Reproduce the lines below word for word, without including any pictures.

## Lines naming objects to point at
■ ■ ■ ■ ■

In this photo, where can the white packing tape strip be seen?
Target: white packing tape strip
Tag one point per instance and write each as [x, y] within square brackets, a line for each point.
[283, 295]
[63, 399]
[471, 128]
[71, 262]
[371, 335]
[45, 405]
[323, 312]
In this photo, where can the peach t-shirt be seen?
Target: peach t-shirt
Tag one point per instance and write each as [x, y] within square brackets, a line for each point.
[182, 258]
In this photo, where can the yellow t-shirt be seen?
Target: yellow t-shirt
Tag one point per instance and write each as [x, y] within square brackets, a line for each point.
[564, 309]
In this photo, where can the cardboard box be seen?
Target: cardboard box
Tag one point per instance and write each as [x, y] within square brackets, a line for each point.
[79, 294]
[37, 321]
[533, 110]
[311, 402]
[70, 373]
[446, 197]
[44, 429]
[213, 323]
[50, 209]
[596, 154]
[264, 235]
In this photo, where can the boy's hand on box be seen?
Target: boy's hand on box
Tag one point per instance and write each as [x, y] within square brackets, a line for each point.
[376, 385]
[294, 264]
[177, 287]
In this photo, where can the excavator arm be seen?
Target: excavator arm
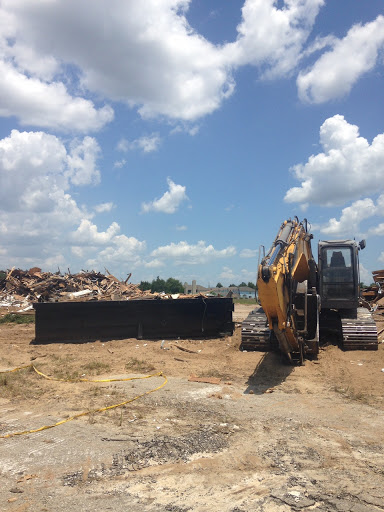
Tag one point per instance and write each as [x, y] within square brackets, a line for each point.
[287, 280]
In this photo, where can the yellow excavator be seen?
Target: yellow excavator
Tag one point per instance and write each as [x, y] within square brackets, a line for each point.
[304, 304]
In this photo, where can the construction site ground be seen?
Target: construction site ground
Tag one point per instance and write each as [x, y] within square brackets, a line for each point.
[256, 436]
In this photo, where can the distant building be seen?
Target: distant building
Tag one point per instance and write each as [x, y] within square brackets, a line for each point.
[242, 292]
[239, 292]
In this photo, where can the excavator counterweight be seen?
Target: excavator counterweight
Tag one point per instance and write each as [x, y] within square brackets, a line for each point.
[304, 303]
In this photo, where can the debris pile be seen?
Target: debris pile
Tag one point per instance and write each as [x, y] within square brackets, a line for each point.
[19, 288]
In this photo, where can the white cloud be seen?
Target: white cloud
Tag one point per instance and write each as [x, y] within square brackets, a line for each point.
[147, 144]
[119, 163]
[169, 202]
[146, 55]
[183, 252]
[36, 169]
[122, 251]
[336, 71]
[248, 253]
[82, 162]
[88, 234]
[40, 223]
[48, 105]
[104, 207]
[156, 263]
[57, 57]
[350, 219]
[271, 37]
[227, 273]
[348, 168]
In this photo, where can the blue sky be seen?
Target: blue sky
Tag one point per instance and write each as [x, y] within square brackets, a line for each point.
[172, 137]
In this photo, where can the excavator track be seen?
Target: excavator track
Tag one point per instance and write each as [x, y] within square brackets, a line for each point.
[255, 333]
[359, 330]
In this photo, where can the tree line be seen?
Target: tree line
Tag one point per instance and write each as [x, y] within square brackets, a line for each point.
[159, 285]
[250, 285]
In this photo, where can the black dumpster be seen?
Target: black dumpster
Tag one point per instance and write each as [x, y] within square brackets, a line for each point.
[145, 318]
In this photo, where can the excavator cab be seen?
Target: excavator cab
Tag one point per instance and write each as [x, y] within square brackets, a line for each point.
[339, 274]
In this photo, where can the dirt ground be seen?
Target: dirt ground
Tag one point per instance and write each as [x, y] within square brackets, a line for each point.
[256, 436]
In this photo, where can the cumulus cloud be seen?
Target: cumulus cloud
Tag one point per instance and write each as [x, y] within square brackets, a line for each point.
[271, 37]
[184, 252]
[248, 253]
[348, 168]
[146, 55]
[122, 251]
[104, 207]
[228, 273]
[169, 202]
[336, 71]
[88, 234]
[143, 54]
[119, 164]
[47, 105]
[40, 222]
[350, 218]
[147, 144]
[36, 169]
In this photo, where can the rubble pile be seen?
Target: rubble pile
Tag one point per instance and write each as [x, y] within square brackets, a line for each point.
[19, 288]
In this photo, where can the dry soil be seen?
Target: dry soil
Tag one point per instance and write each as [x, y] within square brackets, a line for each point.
[257, 436]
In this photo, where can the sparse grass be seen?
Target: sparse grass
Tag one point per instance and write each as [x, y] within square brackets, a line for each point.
[14, 318]
[213, 372]
[139, 365]
[96, 367]
[21, 383]
[352, 394]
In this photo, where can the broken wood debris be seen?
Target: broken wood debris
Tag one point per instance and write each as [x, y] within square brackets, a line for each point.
[19, 288]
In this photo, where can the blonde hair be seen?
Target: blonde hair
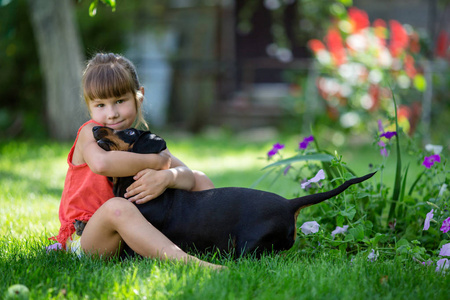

■ ■ ■ ■ ■

## Answer for this exercise
In this photo, where can the white packing tape strip be seen?
Target: white packing tape strip
Tag one point per instance and write each as [x, y] within square brackets, a line for each point.
[283, 295]
[63, 399]
[471, 128]
[71, 262]
[371, 335]
[45, 405]
[323, 312]
In this photo, where can the peach t-shirt be seen?
Target: peach t-shirt
Tag one point per instance and write each as [x, y] within square brackets, a line for each point.
[182, 258]
In this photo, where can the yellow t-shirt be seen?
Target: yellow t-shirt
Tag one point per instance and write each as [x, y] within square brackets, a line for each point.
[564, 309]
In this photo, where can the cardboard box be seen?
Target: cardboard box
Tag one point per instance and write each as [x, y] within square brackets, a line for each point.
[79, 294]
[37, 321]
[533, 110]
[311, 402]
[70, 373]
[446, 197]
[44, 429]
[213, 323]
[50, 209]
[596, 154]
[264, 235]
In this photo, where can the boy's hand on box be seen?
Target: boy's hand on box
Tag one point per instance and write each as [x, y] within square brackets, a line for each point.
[376, 385]
[294, 264]
[177, 287]
In this photo, where can the excavator arm be seen?
Target: excavator arm
Tag one point per instance and write each as [x, y] within square brackets, a line for each point.
[287, 280]
In this photo, where can the yellow excavator be seen?
Target: yellow excavator
Tag one point per instance and write each as [x, y] within square brackets, a line for each point.
[304, 304]
In this photo, where can the construction site ground be seen?
Target: construction site ground
Tag one point per instance and write each as [x, y] within square brackets, a line for each point.
[256, 436]
In this photo, where can the distant building be seen?
Target: distant building
Tag one point per instance and write each as [x, y] within square brackets, a line for each point.
[242, 292]
[239, 292]
In this photo, where can the excavator counterweight be seen?
Target: excavator counterweight
Tag one point per instance and write each as [x, y] within square brackets, a line for each point.
[304, 303]
In this photo, where can the debris pile be seen?
Target: debris pile
Tag one point per instance and write each as [x, y] within square brackets, a line for each point.
[19, 288]
In this photo, where can the white cloud be seen?
Target: white cloud
Tag one point per instance and write each as [x, y] within square brackets, a line for each point.
[147, 144]
[119, 163]
[169, 202]
[146, 55]
[183, 252]
[36, 169]
[122, 251]
[336, 71]
[248, 253]
[82, 162]
[88, 234]
[40, 223]
[48, 105]
[104, 207]
[156, 263]
[57, 57]
[350, 219]
[271, 37]
[227, 273]
[348, 168]
In this photo, where can the blue sky be seen?
Target: blue sky
Tag one point per instance and write each as [x, y] within square brackets, a line for each point.
[172, 137]
In this photo, where can the excavator track be seen?
Target: excavator track
Tag one point per instance and write each as [x, y] within square brackets, a line for each point.
[255, 333]
[359, 330]
In this photo, where can the tree line be seen?
Target: tree line
Tag one point per instance and write each as [x, y] within square brackets, a line for each point.
[159, 285]
[250, 285]
In this photo, where can the black dumpster be seen?
Target: black dumpster
Tag one point per instance and write each as [x, y] within square brackets, a line for each point.
[145, 318]
In this photo, where can the excavator cab be seen?
Target: excavator cab
Tag one point per instance and write each as [x, y] within square brackets, a line for each point.
[339, 274]
In this photo, where can the dirt ground be seen?
Target: dirt ground
Tag one point per instance and write each as [x, y] within square brackets, a line for each point.
[256, 436]
In this photo, where can the cumulus cloud be seen?
Target: cumulus cloud
Tag one point per instance and write each as [x, y] within square brackets, a line for each point.
[271, 37]
[184, 252]
[248, 253]
[348, 168]
[146, 55]
[122, 251]
[104, 207]
[228, 273]
[169, 202]
[336, 71]
[88, 234]
[143, 54]
[119, 164]
[47, 105]
[40, 222]
[350, 218]
[147, 144]
[36, 169]
In this photo, where can the rubble pile be seen?
Target: rubble pile
Tag one point per instance and write each as [x, y] within square brackets, a line for each point.
[19, 288]
In this photo, where can the dry soil be seen?
Target: dry soil
Tag one point per instance and write each as [x, y] within square brackets, a line for each point.
[257, 436]
In this photo, where can the sparse grass be seen?
Target: sparse grass
Tag one point per instance and write each as [x, y] within square brackets, a line for each point.
[14, 318]
[213, 372]
[139, 365]
[96, 367]
[21, 383]
[352, 394]
In this photo, where can the broken wood debris be seen?
Target: broken wood debris
Tag one point per instance and write each as [x, y] within square brackets, a line for each point.
[19, 288]
In this photo, where can the blonde hair be seen?
Target: blonde hair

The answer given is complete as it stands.